If you could draw a picture of a quintessentially old-school fisherman and conservationist it would be of Henry Jones.

Henry knew and understood the Murray Mouth, Lower Lakes and Coorong like few others.  His passion for them was infectious, his commitment knew no boundaries and his willingness to share his knowledge was of such value to all he met.

South Australians owe an enormous debt to Henry for the work he did as a public face of the campaign for reform of the Murray.  He has a special place in the century-long history of debates about the way the Murray-Darling is managed.  This place is all the more special as he was on the right side of history.

Henry never sought the attention he received.  He simply stood up to do what he was convinced was the right thing.

==============================

▶ _WHAT TO DO_:
**1)** Output the passage of the tribute to Henry Jones from "South Australians owe" to "side of history.", copied word for word.
**2)** According to the tribute to Henry Jones, which three places did he know and understand like few others?
**3)** Please take the tribute to Henry Jones further, picking up after its final sentence.

Records from a dataset

==============================

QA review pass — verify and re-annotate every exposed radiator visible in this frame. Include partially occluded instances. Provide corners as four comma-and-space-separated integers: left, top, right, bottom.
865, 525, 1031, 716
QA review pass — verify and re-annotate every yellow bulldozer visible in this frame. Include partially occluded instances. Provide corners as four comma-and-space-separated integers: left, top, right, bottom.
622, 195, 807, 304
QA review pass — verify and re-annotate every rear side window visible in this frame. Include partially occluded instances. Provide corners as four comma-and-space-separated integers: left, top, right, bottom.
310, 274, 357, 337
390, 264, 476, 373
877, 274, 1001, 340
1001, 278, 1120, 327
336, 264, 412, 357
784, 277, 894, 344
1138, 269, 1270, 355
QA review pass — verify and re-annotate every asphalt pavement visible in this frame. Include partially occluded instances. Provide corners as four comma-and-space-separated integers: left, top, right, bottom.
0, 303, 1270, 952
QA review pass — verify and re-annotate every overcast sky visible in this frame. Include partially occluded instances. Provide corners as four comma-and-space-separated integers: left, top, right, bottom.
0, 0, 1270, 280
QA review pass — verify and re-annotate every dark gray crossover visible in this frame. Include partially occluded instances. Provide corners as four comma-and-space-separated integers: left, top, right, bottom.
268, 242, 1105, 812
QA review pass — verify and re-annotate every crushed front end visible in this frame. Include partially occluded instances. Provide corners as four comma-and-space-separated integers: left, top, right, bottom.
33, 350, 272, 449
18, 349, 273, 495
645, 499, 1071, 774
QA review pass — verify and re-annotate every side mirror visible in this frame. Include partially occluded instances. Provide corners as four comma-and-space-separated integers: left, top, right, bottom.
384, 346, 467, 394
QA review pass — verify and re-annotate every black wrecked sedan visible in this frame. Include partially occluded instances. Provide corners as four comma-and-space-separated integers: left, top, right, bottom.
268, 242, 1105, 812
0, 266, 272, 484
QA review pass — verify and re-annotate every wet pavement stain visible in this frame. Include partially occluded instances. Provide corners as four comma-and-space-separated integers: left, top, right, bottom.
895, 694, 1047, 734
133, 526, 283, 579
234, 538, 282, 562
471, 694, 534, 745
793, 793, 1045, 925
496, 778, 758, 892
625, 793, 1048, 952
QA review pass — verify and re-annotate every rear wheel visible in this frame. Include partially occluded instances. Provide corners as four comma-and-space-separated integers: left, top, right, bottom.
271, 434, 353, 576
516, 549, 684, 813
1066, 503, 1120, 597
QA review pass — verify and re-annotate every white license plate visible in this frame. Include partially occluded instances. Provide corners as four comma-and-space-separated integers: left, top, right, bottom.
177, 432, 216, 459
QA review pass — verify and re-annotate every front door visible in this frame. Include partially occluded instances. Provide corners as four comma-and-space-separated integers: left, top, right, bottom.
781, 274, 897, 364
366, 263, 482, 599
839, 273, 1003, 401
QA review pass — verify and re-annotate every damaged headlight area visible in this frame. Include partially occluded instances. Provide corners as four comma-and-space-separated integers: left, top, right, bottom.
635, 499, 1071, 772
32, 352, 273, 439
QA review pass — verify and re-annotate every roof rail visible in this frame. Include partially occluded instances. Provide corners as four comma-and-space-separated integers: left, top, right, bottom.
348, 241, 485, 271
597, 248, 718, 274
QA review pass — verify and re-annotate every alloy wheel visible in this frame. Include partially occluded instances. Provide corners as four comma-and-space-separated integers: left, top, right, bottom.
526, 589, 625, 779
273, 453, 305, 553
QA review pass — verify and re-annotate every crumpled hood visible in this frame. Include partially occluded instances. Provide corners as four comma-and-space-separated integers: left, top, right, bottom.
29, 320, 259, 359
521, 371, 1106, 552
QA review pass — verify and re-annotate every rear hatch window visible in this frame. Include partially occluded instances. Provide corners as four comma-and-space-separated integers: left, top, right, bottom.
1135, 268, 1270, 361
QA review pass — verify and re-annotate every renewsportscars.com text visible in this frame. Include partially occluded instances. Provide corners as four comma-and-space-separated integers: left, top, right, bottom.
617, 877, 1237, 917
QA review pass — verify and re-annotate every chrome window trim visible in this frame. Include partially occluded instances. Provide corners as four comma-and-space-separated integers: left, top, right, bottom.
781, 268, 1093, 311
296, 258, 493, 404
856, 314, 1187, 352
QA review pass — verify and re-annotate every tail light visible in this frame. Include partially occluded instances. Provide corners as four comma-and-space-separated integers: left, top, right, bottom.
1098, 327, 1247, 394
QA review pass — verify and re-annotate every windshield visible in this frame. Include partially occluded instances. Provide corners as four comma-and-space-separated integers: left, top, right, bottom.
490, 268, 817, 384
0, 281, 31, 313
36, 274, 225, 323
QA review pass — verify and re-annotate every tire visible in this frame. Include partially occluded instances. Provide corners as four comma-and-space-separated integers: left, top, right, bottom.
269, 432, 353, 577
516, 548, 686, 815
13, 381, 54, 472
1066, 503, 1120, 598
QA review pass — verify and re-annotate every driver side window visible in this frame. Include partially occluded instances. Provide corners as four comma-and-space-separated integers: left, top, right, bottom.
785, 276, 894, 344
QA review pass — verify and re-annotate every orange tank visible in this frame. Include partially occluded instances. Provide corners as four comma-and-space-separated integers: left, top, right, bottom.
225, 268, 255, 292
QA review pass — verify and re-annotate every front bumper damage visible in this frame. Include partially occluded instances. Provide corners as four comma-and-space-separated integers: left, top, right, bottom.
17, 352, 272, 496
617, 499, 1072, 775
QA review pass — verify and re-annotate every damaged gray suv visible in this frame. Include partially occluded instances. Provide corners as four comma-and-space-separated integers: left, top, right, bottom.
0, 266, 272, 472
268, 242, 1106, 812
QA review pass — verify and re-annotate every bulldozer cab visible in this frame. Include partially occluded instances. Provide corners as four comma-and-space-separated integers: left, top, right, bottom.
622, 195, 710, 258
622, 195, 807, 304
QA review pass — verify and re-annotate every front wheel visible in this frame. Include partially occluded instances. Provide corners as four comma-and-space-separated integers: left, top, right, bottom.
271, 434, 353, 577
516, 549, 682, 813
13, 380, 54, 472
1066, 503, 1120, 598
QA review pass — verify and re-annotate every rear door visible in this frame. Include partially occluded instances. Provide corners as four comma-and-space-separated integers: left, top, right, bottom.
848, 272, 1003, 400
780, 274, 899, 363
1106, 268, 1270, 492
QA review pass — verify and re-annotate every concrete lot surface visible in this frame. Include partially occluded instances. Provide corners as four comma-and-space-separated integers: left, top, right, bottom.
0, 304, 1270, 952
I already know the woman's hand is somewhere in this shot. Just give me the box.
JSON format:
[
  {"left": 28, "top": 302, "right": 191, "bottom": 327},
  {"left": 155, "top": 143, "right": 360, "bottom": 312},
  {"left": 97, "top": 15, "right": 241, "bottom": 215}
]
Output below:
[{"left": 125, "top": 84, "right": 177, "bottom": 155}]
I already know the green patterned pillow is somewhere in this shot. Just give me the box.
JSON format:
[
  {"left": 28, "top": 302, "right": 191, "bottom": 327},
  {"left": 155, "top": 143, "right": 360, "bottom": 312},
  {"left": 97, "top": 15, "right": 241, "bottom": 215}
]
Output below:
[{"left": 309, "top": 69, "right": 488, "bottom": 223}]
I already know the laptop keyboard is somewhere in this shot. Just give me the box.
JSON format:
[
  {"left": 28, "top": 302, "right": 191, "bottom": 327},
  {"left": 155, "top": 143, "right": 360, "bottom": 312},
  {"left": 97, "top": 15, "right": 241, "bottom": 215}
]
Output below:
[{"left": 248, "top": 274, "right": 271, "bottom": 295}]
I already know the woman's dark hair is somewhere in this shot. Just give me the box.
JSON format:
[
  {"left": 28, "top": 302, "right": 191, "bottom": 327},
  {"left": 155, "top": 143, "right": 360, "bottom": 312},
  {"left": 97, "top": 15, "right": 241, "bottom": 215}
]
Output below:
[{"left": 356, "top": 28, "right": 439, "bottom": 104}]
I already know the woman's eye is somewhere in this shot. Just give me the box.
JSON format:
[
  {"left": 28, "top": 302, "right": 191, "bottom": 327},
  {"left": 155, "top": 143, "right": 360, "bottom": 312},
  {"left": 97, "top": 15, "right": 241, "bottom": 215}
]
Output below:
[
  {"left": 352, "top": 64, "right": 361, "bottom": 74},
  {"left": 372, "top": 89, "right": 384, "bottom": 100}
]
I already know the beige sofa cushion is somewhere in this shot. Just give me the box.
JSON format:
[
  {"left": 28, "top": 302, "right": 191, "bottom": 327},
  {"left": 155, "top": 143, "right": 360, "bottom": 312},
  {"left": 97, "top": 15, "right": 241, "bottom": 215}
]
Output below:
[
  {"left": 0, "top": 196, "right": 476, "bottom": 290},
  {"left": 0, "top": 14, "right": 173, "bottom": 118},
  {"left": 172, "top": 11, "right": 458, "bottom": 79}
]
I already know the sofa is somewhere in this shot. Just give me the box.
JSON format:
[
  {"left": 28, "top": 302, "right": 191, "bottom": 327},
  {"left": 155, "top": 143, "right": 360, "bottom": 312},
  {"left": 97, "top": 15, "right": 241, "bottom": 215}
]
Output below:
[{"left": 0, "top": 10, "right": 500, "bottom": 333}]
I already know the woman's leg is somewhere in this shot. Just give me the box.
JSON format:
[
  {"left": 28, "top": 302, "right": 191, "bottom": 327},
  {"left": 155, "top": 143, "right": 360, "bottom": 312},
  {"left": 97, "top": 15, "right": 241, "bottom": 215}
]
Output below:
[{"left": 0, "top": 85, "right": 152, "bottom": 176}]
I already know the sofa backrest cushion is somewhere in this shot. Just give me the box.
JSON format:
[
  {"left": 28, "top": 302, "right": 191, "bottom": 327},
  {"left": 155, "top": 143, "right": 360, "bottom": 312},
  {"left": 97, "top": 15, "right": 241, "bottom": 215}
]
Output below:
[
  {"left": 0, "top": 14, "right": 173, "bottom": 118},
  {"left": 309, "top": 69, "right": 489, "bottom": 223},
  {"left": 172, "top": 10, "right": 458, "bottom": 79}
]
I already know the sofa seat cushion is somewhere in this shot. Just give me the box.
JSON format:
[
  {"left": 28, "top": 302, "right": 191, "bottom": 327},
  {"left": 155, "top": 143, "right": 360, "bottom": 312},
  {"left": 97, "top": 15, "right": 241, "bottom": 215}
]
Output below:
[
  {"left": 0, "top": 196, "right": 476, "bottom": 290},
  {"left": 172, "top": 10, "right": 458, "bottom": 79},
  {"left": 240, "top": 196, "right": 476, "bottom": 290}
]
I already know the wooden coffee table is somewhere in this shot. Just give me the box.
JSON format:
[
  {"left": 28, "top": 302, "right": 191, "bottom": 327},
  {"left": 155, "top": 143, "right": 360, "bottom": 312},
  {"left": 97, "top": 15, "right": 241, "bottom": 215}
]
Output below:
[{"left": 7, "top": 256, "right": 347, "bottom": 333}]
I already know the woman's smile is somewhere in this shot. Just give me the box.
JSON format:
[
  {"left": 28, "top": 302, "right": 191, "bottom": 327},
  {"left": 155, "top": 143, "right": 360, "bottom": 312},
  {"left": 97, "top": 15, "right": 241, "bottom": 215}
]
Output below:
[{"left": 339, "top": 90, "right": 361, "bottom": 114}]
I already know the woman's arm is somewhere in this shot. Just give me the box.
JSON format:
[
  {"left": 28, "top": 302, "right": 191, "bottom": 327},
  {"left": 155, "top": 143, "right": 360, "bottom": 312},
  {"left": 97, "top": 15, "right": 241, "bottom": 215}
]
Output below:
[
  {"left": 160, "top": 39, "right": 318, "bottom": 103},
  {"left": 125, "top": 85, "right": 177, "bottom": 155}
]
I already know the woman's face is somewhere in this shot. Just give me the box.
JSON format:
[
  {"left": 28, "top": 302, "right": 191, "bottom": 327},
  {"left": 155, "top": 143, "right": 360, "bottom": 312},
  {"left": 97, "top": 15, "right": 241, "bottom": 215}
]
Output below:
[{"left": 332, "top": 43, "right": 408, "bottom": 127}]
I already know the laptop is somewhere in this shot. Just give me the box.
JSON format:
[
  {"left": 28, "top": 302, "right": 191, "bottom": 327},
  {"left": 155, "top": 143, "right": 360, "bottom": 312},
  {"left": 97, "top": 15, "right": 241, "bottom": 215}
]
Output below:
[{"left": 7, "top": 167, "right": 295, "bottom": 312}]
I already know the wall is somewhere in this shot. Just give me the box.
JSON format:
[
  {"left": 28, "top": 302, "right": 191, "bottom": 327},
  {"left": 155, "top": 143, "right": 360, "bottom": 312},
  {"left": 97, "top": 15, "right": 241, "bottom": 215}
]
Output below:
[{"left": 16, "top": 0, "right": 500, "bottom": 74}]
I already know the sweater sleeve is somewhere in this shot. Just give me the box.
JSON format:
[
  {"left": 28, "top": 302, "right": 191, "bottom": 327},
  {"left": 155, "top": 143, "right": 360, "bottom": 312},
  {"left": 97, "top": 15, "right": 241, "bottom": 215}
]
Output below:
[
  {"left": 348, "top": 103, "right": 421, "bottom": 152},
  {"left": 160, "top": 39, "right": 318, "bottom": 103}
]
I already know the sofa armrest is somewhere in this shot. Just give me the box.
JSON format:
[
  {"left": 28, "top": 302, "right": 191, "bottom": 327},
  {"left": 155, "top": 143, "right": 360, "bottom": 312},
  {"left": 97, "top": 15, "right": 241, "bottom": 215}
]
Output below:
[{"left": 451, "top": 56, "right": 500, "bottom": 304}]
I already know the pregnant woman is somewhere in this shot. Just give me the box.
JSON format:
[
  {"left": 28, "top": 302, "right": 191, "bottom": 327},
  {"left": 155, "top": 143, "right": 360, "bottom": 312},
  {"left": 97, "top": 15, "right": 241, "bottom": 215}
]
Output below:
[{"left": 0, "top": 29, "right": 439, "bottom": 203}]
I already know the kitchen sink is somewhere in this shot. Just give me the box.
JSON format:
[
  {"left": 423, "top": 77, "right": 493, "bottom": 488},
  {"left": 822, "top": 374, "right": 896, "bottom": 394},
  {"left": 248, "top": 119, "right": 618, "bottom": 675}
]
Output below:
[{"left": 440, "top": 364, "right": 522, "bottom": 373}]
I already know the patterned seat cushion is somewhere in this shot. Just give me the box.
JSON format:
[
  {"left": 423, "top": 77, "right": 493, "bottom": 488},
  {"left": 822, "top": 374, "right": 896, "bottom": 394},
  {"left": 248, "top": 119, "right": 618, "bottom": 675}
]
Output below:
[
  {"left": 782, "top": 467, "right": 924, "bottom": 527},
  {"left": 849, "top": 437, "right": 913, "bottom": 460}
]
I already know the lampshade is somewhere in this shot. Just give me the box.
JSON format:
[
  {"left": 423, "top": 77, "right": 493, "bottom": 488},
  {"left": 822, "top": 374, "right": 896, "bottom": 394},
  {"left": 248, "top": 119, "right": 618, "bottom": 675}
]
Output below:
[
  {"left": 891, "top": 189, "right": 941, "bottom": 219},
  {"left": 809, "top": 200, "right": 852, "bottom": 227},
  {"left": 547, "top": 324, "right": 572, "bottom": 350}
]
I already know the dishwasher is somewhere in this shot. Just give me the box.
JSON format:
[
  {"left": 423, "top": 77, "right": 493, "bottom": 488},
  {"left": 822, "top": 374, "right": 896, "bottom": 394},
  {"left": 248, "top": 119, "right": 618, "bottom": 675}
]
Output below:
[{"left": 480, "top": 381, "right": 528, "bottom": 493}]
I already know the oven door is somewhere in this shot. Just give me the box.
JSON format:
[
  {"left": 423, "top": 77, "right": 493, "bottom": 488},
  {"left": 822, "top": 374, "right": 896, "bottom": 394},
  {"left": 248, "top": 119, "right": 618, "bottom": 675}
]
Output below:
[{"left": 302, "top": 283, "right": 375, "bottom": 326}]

==============================

▶ _ANSWERS_:
**1)**
South Australians owe an enormous debt to Henry for the work he did as a public face of the campaign for reform of the Murray.  He has a special place in the century-long history of debates about the way the Murray-Darling is managed.  This place is all the more special as he was on the right side of history.

**2)** The Murray Mouth, Lower Lakes and Coorong.

**3)**
Henry was a conservationist who understood the value of fishing, farming and earning a living off of our greatest river system.  His vision was only ever to set sustainable boundaries for the use of water, so that future generations could enjoy equal opportunities.

I have many fond memories of Henry, especially the meals of grilled fish – caught by Henry, grilled by his wife Gloria – served at a table full of maps and diagrams of the Lower Lakes and Murray Mouth where valuable knowledge was imparted and stories were shared.

We are poorer for Henry’s passing but richer for the gifts he gave in life.  My thoughts and condolences go out to his wonderful wife Gloria, their children and family.